**THE TASK:** Each line of the listing, apart from the pictures, is to be printed exactly.
── DATA RECORDS
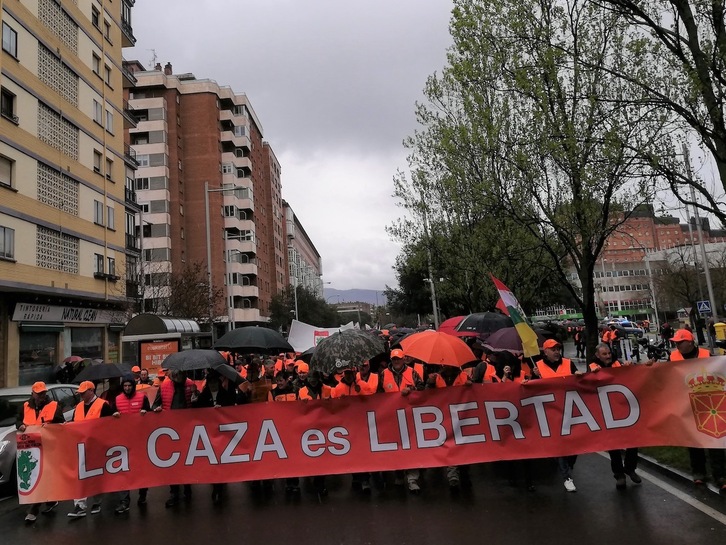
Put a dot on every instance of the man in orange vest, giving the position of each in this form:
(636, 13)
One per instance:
(553, 365)
(130, 401)
(686, 349)
(604, 359)
(399, 377)
(37, 411)
(90, 408)
(447, 377)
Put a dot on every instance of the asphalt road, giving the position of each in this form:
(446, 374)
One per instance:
(660, 511)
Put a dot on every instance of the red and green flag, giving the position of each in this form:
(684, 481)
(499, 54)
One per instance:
(510, 306)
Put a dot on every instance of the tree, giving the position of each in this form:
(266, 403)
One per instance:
(684, 44)
(529, 124)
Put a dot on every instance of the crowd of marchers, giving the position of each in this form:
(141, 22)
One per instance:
(292, 380)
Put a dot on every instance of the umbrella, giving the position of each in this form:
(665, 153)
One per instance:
(484, 323)
(102, 371)
(189, 360)
(436, 347)
(253, 339)
(449, 326)
(346, 349)
(507, 340)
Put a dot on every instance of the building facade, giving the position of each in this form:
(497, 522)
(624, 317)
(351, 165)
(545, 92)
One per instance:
(304, 264)
(64, 198)
(209, 190)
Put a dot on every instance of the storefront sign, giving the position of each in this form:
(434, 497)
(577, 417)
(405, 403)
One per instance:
(679, 404)
(27, 312)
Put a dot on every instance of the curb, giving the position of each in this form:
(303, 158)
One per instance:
(671, 472)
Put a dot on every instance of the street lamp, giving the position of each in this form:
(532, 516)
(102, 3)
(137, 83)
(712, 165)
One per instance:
(210, 294)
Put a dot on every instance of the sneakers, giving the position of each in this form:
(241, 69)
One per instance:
(122, 508)
(77, 512)
(49, 507)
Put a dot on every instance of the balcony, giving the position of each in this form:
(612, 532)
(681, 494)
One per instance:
(130, 121)
(127, 33)
(132, 243)
(129, 80)
(130, 156)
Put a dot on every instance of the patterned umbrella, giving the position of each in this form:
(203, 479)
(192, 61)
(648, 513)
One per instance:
(345, 350)
(252, 339)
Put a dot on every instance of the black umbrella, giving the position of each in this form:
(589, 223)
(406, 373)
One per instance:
(253, 339)
(344, 350)
(484, 323)
(102, 371)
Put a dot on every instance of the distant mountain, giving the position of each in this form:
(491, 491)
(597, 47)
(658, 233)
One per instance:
(372, 297)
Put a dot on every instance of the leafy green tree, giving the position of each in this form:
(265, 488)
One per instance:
(528, 133)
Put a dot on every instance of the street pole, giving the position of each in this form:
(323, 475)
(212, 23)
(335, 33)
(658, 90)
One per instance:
(704, 257)
(209, 260)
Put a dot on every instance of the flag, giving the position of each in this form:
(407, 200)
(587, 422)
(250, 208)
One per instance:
(515, 312)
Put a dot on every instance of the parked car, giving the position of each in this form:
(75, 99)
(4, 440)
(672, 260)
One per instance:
(11, 403)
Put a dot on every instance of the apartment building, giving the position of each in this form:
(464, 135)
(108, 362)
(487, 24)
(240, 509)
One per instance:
(637, 251)
(205, 174)
(65, 250)
(304, 264)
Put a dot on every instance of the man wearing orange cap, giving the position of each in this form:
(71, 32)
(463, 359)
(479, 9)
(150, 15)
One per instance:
(553, 365)
(90, 407)
(686, 349)
(39, 410)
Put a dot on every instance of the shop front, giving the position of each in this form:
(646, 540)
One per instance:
(44, 335)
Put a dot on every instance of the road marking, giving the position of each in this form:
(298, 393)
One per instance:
(690, 500)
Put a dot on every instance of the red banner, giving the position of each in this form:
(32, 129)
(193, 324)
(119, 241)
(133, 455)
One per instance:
(680, 403)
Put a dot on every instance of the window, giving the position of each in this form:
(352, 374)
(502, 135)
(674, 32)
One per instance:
(109, 121)
(6, 171)
(98, 212)
(97, 112)
(109, 169)
(10, 40)
(7, 242)
(98, 264)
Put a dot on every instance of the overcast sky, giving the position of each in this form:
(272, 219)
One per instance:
(334, 84)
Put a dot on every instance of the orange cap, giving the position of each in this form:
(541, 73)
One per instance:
(85, 386)
(551, 343)
(682, 335)
(39, 387)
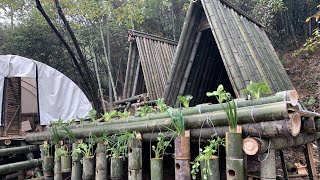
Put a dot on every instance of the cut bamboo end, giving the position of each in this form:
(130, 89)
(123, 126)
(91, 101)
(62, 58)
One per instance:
(296, 124)
(250, 146)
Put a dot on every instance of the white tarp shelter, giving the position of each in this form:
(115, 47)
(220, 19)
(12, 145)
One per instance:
(58, 97)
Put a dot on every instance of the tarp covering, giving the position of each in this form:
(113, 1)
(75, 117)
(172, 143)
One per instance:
(59, 97)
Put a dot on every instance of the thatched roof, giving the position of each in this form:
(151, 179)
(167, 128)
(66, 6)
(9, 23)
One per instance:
(219, 44)
(149, 63)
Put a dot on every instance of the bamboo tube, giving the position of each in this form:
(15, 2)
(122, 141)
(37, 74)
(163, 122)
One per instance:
(213, 168)
(258, 145)
(182, 157)
(18, 150)
(135, 159)
(76, 165)
(101, 162)
(234, 155)
(268, 165)
(14, 167)
(57, 165)
(156, 168)
(88, 168)
(246, 115)
(290, 96)
(66, 164)
(116, 172)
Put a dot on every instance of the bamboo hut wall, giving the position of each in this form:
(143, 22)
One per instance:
(247, 53)
(152, 58)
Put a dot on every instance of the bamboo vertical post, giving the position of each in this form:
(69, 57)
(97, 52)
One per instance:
(76, 165)
(156, 168)
(101, 162)
(234, 155)
(268, 165)
(135, 159)
(116, 172)
(213, 167)
(182, 157)
(57, 165)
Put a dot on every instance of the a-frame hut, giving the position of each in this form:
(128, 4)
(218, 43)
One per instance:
(149, 63)
(220, 44)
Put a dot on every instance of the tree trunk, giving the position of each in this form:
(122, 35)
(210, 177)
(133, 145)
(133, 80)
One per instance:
(135, 159)
(101, 162)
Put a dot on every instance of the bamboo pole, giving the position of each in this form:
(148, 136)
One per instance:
(156, 169)
(101, 162)
(252, 146)
(13, 167)
(18, 150)
(269, 112)
(182, 157)
(213, 164)
(57, 165)
(116, 172)
(88, 168)
(135, 159)
(234, 155)
(76, 165)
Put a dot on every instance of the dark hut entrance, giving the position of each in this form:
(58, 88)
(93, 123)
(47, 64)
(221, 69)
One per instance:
(207, 71)
(20, 106)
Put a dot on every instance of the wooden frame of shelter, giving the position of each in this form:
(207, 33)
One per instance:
(220, 44)
(149, 63)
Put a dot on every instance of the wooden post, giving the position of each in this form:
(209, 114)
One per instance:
(182, 157)
(101, 162)
(76, 165)
(268, 165)
(284, 165)
(312, 172)
(234, 155)
(135, 159)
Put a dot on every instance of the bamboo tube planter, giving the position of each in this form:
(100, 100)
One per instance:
(214, 169)
(116, 172)
(156, 168)
(88, 168)
(253, 145)
(14, 167)
(234, 155)
(76, 165)
(101, 162)
(182, 157)
(263, 113)
(135, 159)
(268, 165)
(57, 165)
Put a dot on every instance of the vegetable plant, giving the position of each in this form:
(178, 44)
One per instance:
(177, 121)
(86, 149)
(144, 110)
(161, 147)
(230, 107)
(124, 114)
(185, 100)
(205, 155)
(118, 144)
(161, 105)
(257, 89)
(109, 115)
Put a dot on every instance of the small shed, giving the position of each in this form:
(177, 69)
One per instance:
(34, 93)
(221, 44)
(149, 63)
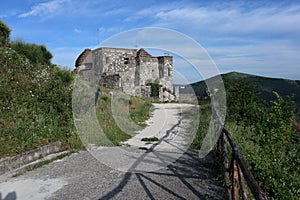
────
**RESPONSE TO THE EXERCISE:**
Put a dot on every instance of the man in orange vest, giving the position of each in this form:
(636, 13)
One per instance:
(553, 365)
(130, 401)
(686, 349)
(604, 359)
(399, 377)
(37, 411)
(90, 408)
(447, 377)
Put a dot on every instance of the asphalt road, giving the position of each in this form:
(446, 374)
One per instance:
(660, 511)
Put a dot on every instance of the red and green flag, giving the position of each in this form:
(684, 481)
(499, 54)
One per instance:
(510, 306)
Put a dot on every instance of the tree, giving the position of each in this form:
(266, 403)
One per instance:
(684, 44)
(529, 124)
Put a dot on every instance of the crowd of marchers, giving the position of each in this form:
(141, 22)
One per instance:
(292, 380)
Put a dot on every instance of the umbrella, giving the position of each in this form:
(665, 153)
One per instance:
(484, 323)
(102, 371)
(189, 360)
(436, 347)
(253, 339)
(449, 326)
(346, 349)
(507, 340)
Put a dot on every instance of the building facade, giving the position of each in this form:
(497, 522)
(624, 317)
(351, 165)
(545, 92)
One per instance:
(304, 264)
(64, 198)
(209, 190)
Put a dot on every instance of the storefront sign, giving the position of each in this form:
(434, 497)
(577, 417)
(405, 403)
One per instance:
(679, 404)
(27, 312)
Put a dot on every instance of the curb, giving the position of each in this form:
(303, 158)
One per instance:
(671, 472)
Put a dot on every instance of the street lamp, giving the position of each in this form:
(532, 516)
(102, 3)
(137, 83)
(712, 165)
One per instance:
(210, 294)
Put a dot on every instance of the sneakers, giving the position of each in this form:
(241, 69)
One per instance:
(122, 508)
(77, 512)
(49, 507)
Put a dot on every instance of the balcony, giving the position of each in this form:
(612, 532)
(681, 494)
One per instance:
(130, 121)
(127, 33)
(132, 243)
(129, 80)
(130, 156)
Put a dot on every instance of the patterned umbrella, giving the position of each in this form:
(203, 479)
(192, 61)
(648, 513)
One per instance:
(345, 350)
(252, 339)
Put a dot on every instance of the black umbrella, giving the position of each in this form:
(589, 223)
(406, 373)
One per instance:
(253, 339)
(344, 350)
(484, 323)
(102, 371)
Put a dot on every instance of the distant mountain, giving the position of each in this form:
(491, 491)
(597, 47)
(658, 233)
One per instance:
(372, 297)
Put a dot on every instance of the leafy green tree, giving the position of each in this form:
(265, 488)
One per instance:
(528, 133)
Put a dot on every instance of the street pole, giving the position of each in this form:
(323, 475)
(212, 23)
(335, 33)
(658, 90)
One per instance:
(704, 257)
(209, 260)
Put a dot on every instance of the flag, giving the position of each in this form:
(407, 200)
(587, 422)
(250, 208)
One per instance:
(515, 312)
Put a dot on every instance of the parked car, giving the position of each in this form:
(75, 99)
(4, 440)
(672, 260)
One per instance:
(11, 403)
Put a dot on every instance of the apartment building, giving the position of each in this form:
(464, 135)
(108, 362)
(487, 24)
(240, 509)
One per instance:
(637, 251)
(205, 174)
(65, 250)
(304, 264)
Put a dot on every instance of the man wearing orange cap, giving the position of each in this form:
(71, 32)
(463, 359)
(479, 9)
(150, 15)
One per instance:
(553, 365)
(90, 407)
(686, 349)
(39, 410)
Put a dot on every instance of the shop front, giving the position of each in this form:
(646, 540)
One per instance:
(44, 335)
Put a dot on every instance of the road marking, giving the position of each in this form:
(298, 393)
One per instance:
(690, 500)
Put a dot on every instance of the red banner, giving the position of each in this form:
(32, 129)
(193, 324)
(119, 241)
(133, 455)
One per instance:
(680, 403)
Put a dot on every instance of the window, giving the position of each in this form:
(352, 374)
(502, 135)
(674, 32)
One per instance:
(109, 121)
(6, 171)
(98, 212)
(97, 112)
(109, 169)
(10, 40)
(7, 242)
(98, 264)
Put a dot on every instance of the overcast sky, giving the position of each in this form:
(272, 219)
One per instance:
(334, 84)
Put a dot on every instance of the orange cap, giving the position of each in this form:
(541, 73)
One per instance:
(85, 386)
(551, 343)
(682, 335)
(39, 387)
Put a dot on every instance of the cut bamboo end, giving the position of each in this form:
(130, 89)
(123, 126)
(91, 101)
(62, 58)
One per instance:
(296, 124)
(250, 146)
Put a dot on every instance of the white tarp shelter, giving the position of each in this form:
(115, 47)
(220, 19)
(12, 145)
One per instance:
(58, 97)
Put a dot on every instance of the tarp covering, giving the position of each in this form:
(113, 1)
(75, 117)
(172, 143)
One per instance:
(59, 97)
Put a dot on every instance of the thatched roof, giving the position of each in this form:
(151, 179)
(167, 128)
(66, 6)
(9, 23)
One per instance:
(219, 44)
(149, 63)
Put a dot on every instance of the bamboo tube, giving the position of each in this form:
(15, 2)
(122, 141)
(37, 74)
(163, 122)
One per instance:
(213, 168)
(258, 145)
(182, 157)
(18, 150)
(135, 159)
(76, 165)
(101, 162)
(234, 155)
(268, 165)
(14, 167)
(57, 165)
(156, 168)
(88, 168)
(246, 115)
(290, 96)
(66, 164)
(116, 172)
Put a dot on every instance of the bamboo hut wall, giving the position of each in this form:
(143, 22)
One per instance:
(247, 53)
(152, 58)
Put a dot on every instance of the bamboo vertical post, giving the position of each in this form:
(69, 57)
(97, 52)
One per instance:
(76, 165)
(156, 168)
(101, 162)
(234, 155)
(268, 165)
(135, 159)
(116, 172)
(213, 167)
(182, 157)
(57, 165)
Put a dot on every instance of the a-frame hut, giving the position of each in this form:
(128, 4)
(218, 43)
One per instance:
(149, 63)
(220, 44)
Put a dot on every instance of the tree trunk, giving the position of each in this form:
(122, 35)
(210, 177)
(133, 145)
(133, 80)
One per instance:
(135, 159)
(101, 162)
Put a dot on every instance of the bamboo pole, giving the position of each in this form:
(148, 136)
One per instance:
(156, 169)
(101, 162)
(252, 146)
(13, 167)
(18, 150)
(269, 112)
(182, 157)
(213, 164)
(57, 165)
(116, 172)
(88, 168)
(135, 159)
(234, 155)
(76, 165)
Put a dot on every instance of the dark hut entrance, giving the position of each in this form:
(58, 88)
(93, 123)
(47, 64)
(221, 69)
One per instance:
(207, 71)
(20, 106)
Put a dot on every instance of the wooden frame of shelter, giving the position of each in this form:
(207, 33)
One per instance:
(220, 44)
(149, 63)
Put a dot on every instance of the wooden post, giving the position of each in this form:
(209, 114)
One per instance:
(182, 157)
(101, 162)
(76, 165)
(268, 165)
(284, 165)
(312, 172)
(234, 155)
(135, 159)
Put a dot on every instance of the bamboo tube planter, giving the position of each in this form:
(100, 100)
One per instance:
(214, 169)
(116, 172)
(156, 168)
(88, 168)
(253, 145)
(14, 167)
(234, 155)
(76, 165)
(101, 162)
(182, 157)
(263, 113)
(135, 159)
(268, 165)
(57, 165)
Put a dot on every instance of the vegetable plant, giving the position of each in this form:
(178, 44)
One per instance:
(177, 121)
(86, 149)
(144, 110)
(161, 147)
(230, 107)
(124, 114)
(185, 100)
(205, 155)
(118, 144)
(161, 105)
(257, 89)
(109, 115)
Put a dot on every instance of the small shed, giving the position of each in this form:
(177, 69)
One per instance:
(34, 93)
(221, 44)
(149, 63)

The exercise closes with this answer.